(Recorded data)
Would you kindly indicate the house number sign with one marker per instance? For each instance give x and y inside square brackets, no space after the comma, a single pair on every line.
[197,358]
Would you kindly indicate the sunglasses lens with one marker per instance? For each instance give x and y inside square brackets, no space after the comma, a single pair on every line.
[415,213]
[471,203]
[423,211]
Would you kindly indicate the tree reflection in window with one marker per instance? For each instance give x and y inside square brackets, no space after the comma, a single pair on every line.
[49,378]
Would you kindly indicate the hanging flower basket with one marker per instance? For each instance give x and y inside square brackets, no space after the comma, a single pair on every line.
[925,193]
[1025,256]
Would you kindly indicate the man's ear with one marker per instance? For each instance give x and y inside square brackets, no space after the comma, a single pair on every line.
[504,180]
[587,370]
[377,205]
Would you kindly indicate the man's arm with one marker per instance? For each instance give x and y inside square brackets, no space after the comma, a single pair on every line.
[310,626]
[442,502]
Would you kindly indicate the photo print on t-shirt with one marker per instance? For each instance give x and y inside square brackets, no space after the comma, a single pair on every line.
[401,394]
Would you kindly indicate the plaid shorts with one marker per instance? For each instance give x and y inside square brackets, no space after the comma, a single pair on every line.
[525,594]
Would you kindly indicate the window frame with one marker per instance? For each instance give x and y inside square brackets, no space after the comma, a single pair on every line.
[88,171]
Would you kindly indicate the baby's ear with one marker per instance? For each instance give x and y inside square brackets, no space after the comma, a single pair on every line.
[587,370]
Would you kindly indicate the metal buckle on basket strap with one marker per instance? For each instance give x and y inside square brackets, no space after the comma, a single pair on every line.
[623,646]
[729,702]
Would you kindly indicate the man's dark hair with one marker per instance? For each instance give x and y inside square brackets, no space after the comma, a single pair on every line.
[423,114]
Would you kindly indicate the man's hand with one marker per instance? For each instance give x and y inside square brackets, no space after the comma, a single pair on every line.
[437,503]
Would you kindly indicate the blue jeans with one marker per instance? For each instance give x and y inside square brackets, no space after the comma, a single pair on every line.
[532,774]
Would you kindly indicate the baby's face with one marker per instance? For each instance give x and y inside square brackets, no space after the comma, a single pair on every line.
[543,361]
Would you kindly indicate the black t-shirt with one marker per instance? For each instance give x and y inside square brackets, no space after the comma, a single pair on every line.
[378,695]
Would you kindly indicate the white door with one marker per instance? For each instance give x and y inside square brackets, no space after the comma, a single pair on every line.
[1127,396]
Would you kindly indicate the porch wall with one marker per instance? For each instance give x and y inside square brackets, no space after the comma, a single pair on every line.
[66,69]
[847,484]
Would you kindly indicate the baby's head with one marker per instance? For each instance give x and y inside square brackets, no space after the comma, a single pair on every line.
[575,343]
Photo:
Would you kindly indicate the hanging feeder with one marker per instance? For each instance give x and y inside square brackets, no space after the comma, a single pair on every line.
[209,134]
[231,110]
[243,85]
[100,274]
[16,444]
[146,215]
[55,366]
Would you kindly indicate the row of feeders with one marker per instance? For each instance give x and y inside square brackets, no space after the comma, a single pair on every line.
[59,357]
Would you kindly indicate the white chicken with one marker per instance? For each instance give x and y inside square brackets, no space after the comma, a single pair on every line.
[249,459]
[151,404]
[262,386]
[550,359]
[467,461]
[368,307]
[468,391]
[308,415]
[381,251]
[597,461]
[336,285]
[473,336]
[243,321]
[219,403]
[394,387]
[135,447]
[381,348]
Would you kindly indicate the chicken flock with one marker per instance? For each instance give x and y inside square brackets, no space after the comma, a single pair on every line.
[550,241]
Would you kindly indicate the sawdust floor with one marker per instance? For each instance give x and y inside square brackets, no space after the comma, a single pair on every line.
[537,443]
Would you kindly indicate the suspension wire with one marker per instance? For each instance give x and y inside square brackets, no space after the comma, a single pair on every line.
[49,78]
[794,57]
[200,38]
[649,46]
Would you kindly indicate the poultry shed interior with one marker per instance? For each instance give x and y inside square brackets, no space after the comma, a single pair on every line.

Problem description. Repeat the records above exactly.

Reply.
Would you kindly indicate the house number sign with one marker per instance? For each instance give x and y inside square brackets, no space after the comma, a single pair on every line.
[197,358]
Would you kindly indicate the sunglasses lens with one marker per instance? For each instance give x and y inside square brackets, no space after the comma, a single pair on every line.
[415,213]
[471,203]
[423,211]
Would you kindly indicate the tree reflection in window with one marker per instance? For each instance give x and y inside square brackets, no space after the comma, a single pair on every line.
[49,378]
Would you kindly indicate the hanging flower basket with one marker per instance? For each instance give x and y inside square brackets, no space after the comma, a single pair on every line.
[925,193]
[1025,256]
Would you kindly indicate the man's ear with one marker per instance? For each instance give x and y inside square brackets, no space after the comma, a single pair on every line.
[504,180]
[587,370]
[377,205]
Would you kindly indicate the man's arm with one marker per instance? For each instance give x and y inside square brackets, no space after the comma, a single pair on every line.
[310,626]
[442,502]
Would you kindly indicate the photo print on t-shirt with one marker per instance? For each instance give x and y inside square brackets, no space after the comma, a single pair on every line.
[401,394]
Would you kindly indicate the plaid shorts with one marker per instance? For each instance give x and y inside square brackets, no space after the comma, a single pair on every line.
[525,594]
Would you kindly indicate the window frame with one marker per instance? For each instance give x and y inside square brackets, no space after the comma, a single pair on every line.
[88,171]
Would you kindly indicate the baby's ear with one marker per instance? For each instance give x and y inside square brackets, no space after the comma, a single pair on every line.
[587,370]
Would you kindly indicate the metal buckle on basket strap with one marker per instance? For each instance give x and y inside square brackets, no space after the comma, a single pair on every line.
[623,646]
[729,702]
Would you kindly indicate the man's dark hair with one marker per instance? For each instance give x and y inside square brackets, no space after the comma, a single pair on every line.
[423,114]
Would you kindly indicate the man's hand with one marker per instance? For each instance give x and y inside square brackets, no space after the comma, a single pair on every line.
[437,503]
Would you kindly indicate the blue jeans with one marker per instance? For each instance give x and y inside square brackets, no space after the comma, a single pair on every line.
[532,774]
Would you kindly indicate the baby's face with one marker per instance? For each instance give x and y inside square brackets, no space after the comma, a single pair on every line.
[543,361]
Would you kindly indicate the black t-shirt with one marker per instance? For each instance give x and y inside square brackets, no space after the comma, a single pair on every line.
[378,695]
Would you kindly indicate the white door with one marker per instance? For each instance give x and y inside square brackets, no space after the comma, a single pair on every line.
[1127,396]
Would you kindly indicate the porch wall with one marker per instance? For each instance give x and y inside square brackets, no space after the comma, a single pair on every line.
[66,69]
[847,484]
Would you kindly indicate the baby's head with one marker per instance? For each instance give x and y inside square brackets, no space after the comma, a single pair on every line.
[575,343]
Photo:
Would you kindly indicate the hanging feeder with one marker per instance? For each instance give x and y inside square brackets, no space after the comma, a single pair on every line.
[209,134]
[231,110]
[243,85]
[100,274]
[16,444]
[146,215]
[55,366]
Would you kindly indicate the row of feeders with one marker per instance? For each instance give x and y inside square brackets, no space after the comma, a single pair on every line.
[59,357]
Would you kindly indicate the white chicken with one marker per instance? For each instance give x and y inside square brackets, no space after the comma, a single pair on every line.
[249,459]
[151,404]
[262,386]
[550,359]
[467,461]
[368,307]
[468,391]
[308,415]
[381,251]
[597,461]
[336,285]
[473,336]
[243,321]
[219,403]
[394,387]
[135,447]
[381,348]
Would you kindly indicate the chicken flock with one marker per instance? For each instance give x and y inside square brackets, no space after the comma, a single pair on every line.
[550,241]
Would you kindly indicate the sawdust floor with one marker per instance? For each instance give x and y inside square brackets, no space after the comma, a single pair on every line.
[537,443]
Would you kindly indicate the suspension wire with one marker per instance? For each instance give x and y inside square brackets, no space after the comma, a single pair on every line.
[49,78]
[794,57]
[200,38]
[649,46]
Would you kindly indicate the poultry shed interior with one marker per instance? For each instance give x and y inside square brackets, no space after the comma, a single pair on every line.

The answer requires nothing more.